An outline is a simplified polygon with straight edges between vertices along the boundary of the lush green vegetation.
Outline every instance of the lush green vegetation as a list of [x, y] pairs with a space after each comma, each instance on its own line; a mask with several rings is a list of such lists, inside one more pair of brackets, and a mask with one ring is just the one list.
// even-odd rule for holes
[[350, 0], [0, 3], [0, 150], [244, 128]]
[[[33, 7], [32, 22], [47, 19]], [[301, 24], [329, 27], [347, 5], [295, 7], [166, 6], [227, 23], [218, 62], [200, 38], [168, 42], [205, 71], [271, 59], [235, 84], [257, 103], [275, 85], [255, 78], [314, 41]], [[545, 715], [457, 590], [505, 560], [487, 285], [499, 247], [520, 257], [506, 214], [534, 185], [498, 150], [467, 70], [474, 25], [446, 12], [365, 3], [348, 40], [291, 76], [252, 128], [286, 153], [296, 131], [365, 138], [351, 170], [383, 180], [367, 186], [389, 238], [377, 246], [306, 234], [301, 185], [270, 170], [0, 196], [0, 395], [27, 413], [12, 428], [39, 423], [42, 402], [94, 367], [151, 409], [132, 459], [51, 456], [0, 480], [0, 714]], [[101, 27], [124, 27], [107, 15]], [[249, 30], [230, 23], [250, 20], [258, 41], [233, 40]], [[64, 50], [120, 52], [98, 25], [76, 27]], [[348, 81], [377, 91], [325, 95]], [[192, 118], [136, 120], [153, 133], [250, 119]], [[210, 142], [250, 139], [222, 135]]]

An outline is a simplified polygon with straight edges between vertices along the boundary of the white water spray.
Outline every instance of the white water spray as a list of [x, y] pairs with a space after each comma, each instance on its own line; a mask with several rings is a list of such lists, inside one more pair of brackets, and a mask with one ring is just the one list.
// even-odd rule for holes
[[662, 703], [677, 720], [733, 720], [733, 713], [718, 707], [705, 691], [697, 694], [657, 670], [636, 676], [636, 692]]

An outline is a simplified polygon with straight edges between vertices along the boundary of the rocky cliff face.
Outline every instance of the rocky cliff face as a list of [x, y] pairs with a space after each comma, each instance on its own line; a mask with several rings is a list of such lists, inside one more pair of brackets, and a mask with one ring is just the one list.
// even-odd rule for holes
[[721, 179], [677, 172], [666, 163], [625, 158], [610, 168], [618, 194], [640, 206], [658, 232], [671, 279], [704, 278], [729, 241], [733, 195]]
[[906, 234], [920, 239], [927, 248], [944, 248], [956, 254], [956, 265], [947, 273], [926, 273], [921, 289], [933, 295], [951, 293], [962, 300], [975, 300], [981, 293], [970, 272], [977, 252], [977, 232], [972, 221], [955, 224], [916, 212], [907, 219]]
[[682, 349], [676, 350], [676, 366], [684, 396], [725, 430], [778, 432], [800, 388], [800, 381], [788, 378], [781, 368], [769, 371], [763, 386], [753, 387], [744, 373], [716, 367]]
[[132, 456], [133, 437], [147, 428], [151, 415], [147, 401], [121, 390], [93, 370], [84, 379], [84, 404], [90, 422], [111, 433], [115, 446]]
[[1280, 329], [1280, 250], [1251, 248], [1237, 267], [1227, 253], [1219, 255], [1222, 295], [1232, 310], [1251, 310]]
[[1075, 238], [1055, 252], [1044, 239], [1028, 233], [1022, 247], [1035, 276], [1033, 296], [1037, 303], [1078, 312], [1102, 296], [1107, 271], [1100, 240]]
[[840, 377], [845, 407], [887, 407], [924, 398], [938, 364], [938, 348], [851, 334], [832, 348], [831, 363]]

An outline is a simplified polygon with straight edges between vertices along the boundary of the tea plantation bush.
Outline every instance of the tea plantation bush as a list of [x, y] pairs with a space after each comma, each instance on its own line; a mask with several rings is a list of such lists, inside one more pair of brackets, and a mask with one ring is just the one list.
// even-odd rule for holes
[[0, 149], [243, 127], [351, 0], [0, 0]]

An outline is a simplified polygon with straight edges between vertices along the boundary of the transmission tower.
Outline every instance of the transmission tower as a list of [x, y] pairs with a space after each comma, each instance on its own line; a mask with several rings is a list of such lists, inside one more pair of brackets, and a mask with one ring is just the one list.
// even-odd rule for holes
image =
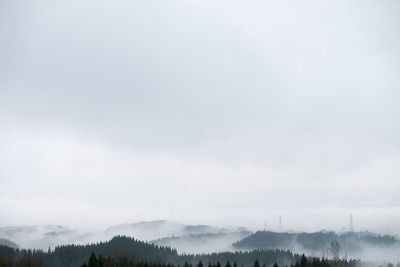
[[354, 232], [354, 226], [353, 226], [353, 214], [350, 214], [350, 232]]

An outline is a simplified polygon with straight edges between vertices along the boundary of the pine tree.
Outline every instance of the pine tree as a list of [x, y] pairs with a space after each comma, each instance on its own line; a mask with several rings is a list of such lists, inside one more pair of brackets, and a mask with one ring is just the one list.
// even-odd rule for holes
[[97, 261], [96, 254], [92, 251], [92, 254], [90, 255], [89, 258], [89, 264], [88, 267], [99, 267], [99, 262]]
[[301, 255], [301, 259], [300, 259], [300, 267], [305, 267], [307, 265], [307, 258], [306, 256]]
[[99, 267], [104, 267], [106, 259], [103, 257], [103, 255], [100, 254], [97, 262]]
------------
[EXERCISE AIM]: Every line containing the word "vertices" must be copied from the material above.

[TASK OUTPUT]:
An outline is a simplified polygon with straight edges between vertices along the boundary of the lush green vegetation.
An outline is a simplified polygon with straight edges between vertices along the boundary of the white water spray.
An outline is a simplified polygon with straight edges between vertices along the boundary of the rocky cliff face.
An outline is a simplified polygon with straight edges between vertices along the boundary of the tea plantation bush.
An outline is a simplified polygon with straight edges between vertices along the boundary of the transmission tower.
An outline is a simplified polygon with straight edges between vertices along the boundary of the pine tree.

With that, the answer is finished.